#### DATA SUPPLIED
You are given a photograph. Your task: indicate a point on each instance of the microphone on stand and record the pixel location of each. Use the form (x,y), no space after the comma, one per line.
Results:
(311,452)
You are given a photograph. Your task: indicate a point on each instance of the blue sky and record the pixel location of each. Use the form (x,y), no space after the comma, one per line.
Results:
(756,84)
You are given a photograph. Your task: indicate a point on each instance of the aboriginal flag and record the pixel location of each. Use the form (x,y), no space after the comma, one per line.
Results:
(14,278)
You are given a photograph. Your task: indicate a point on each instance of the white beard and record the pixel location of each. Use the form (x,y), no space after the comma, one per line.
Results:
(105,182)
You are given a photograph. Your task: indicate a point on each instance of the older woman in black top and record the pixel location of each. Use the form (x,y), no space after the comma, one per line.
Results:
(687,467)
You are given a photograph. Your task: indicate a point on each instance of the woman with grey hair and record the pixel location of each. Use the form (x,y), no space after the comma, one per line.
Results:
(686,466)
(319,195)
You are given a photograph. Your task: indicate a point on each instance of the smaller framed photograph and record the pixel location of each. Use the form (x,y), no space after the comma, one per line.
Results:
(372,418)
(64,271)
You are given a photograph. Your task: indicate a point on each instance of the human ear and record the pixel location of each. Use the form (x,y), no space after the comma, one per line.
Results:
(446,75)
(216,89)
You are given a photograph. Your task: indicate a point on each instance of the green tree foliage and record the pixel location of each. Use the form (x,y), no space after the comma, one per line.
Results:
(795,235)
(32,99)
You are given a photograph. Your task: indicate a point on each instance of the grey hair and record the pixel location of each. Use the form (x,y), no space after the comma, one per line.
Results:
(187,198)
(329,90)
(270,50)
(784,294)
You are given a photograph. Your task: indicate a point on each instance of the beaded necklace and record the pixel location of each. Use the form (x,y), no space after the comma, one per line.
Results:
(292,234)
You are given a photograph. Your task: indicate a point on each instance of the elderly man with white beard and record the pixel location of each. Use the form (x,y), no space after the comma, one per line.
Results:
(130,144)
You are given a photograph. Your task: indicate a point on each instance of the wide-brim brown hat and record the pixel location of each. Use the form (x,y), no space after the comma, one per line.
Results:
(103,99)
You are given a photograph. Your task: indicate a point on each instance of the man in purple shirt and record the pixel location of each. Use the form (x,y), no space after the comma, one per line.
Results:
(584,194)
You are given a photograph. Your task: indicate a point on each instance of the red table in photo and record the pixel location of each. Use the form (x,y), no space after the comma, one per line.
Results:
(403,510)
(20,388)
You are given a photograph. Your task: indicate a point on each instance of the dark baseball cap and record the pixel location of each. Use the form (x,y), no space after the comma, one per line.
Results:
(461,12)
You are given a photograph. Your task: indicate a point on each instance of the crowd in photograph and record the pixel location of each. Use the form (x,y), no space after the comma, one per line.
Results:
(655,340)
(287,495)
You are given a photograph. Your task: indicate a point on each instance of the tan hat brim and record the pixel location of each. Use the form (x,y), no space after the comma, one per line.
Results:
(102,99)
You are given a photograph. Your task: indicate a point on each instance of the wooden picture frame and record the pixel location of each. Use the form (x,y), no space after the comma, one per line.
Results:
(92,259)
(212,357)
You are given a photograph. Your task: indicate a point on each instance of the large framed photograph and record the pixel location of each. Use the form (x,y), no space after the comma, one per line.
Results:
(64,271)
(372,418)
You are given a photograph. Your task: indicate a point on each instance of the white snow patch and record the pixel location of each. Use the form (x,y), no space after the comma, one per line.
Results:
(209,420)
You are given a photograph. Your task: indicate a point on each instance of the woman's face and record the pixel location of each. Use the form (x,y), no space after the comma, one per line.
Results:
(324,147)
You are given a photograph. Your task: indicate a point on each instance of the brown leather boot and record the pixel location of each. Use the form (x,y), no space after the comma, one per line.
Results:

#### DIRECTIONS FOR THIS TASK
Would you please write out the entries again exactly?

#### PROBLEM SOLUTION
You are given a photograph. Your task: indicate a point on each instance of the microphone on stand and record the pixel location of each. Use the form (x,y), no space after the comma, one per line.
Results:
(311,452)
You are given a photograph. Your task: indicate a point on each instance of the blue sky and record the pixel location of each. Use the form (x,y), no space after the comma, one per line.
Results:
(756,84)
You are given a photograph. Your task: indicate a point on each instance of the aboriginal flag and record the pixel location of each. Use the form (x,y), no space after the comma, one per line.
Results:
(14,278)
You are given a photograph. Your task: indicate a point on each instance of the white beard and record the pixel location of each. Use the form (x,y), no space after the comma, one per line.
Results:
(105,182)
You are given a photograph. Your task: indicate a point on each instance of the older woman in black top and record the pixel location of each. Use the form (x,y), no space after the comma, one per line.
Results:
(687,467)
You are given a photograph. Your task: indicate a point on each instance of the woman with grey hair and record the pixel location of each. Use the form (x,y), no space after the comma, one per line.
Results:
(686,466)
(319,195)
You are given a photograph. Your task: indicate a point on each instance of the smaller framed photograph and record the pixel location of each. Use the form (x,y), no space after the comma, one per line.
Results:
(372,418)
(64,271)
You are given a photograph. Your task: indicate a point on each instance of the human ear and record the pixel location of each. Use the form (x,y), no space after the comma, one per line.
Results:
(446,75)
(216,89)
You are given a photograph. Your task: indicate a point on each instance of the green tree foliage and record the pixel location of each. Use the form (x,y), no space after the comma, one per line.
Results:
(795,235)
(32,99)
You are given a photograph. Your task: indicate a point on each instance of the grey hair and record the pixel location of each. Use the form (x,y), no space after the comma, one per line.
Results:
(187,198)
(329,90)
(270,50)
(784,294)
You are given a photograph. Your task: indicate a point on each instance of the beaded necklace and record the pixel location of each. Use the form (x,y), no space after the comma, one per line.
Results:
(292,234)
You are given a photograph. Your task: indicate a point on each instance of the elderly man with white beard and record the pixel location of each. Use the form (x,y), no space after the comma, one per line.
Results:
(130,144)
You are given a photograph. Your task: indicate a point on each instance of the wide-brim brown hat and record the pixel location of each. Use the form (x,y), no space after the comma, one per line.
Results:
(103,99)
You are given a photograph. Your task: indicate a point on each instance of the man in purple shirt and record the pixel location of each. Use the form (x,y), no space after the comma, one per line.
Results:
(584,194)
You are given a photograph. Your task: indicate a point on each instance of the red table in photo and record the pixel location of each. Use the form (x,y), no space after the comma, one per line.
Results:
(403,510)
(20,388)
You are given a photograph. Your task: indicate a point on each instance of the dark baseball cap and record the pixel location of each. Use the form (x,y), no space after the comma, one per line.
Results:
(461,12)
You are given a photograph. Your task: indicate a point on each instance of the crowd in photograph and record the pixel location of each. Use the form (x,y), no space after the comma, one per line.
Results:
(655,340)
(287,495)
You are given a photograph. Your task: indicate a point on each instance of the tan hat brim and record the pixel location of each. Use the form (x,y), no space after the comma, one per line.
Results:
(102,99)
You are given a photograph. Your task: indicate a point on each instance of the wooden picture frame and record the pixel location of each. Use the form (x,y), no space after the comma, one per line.
Results:
(92,259)
(212,357)
You are given a photograph. Your task: indicate a point on each instance of the large framed photograph and record the pixel location of each. Use the form (x,y), no space after the comma, one per line.
Results:
(64,271)
(372,418)
You are given a photograph. Your task: indicate a point on each instance of the white snow patch and record the pixel location of each. Use the form (x,y), no space after the comma, one per line.
Results:
(209,420)
You are given a photograph. Your task: indicate a point on each instance of the woman's face and record the pixel location of each. Use the form (x,y), no space after the comma, one per line.
Results:
(324,147)
You are given a photograph. Your task: indicate a point on each instance of the brown leather boot and record the pixel location of each. Use the form (x,y), no space after the comma, one per line.
Results:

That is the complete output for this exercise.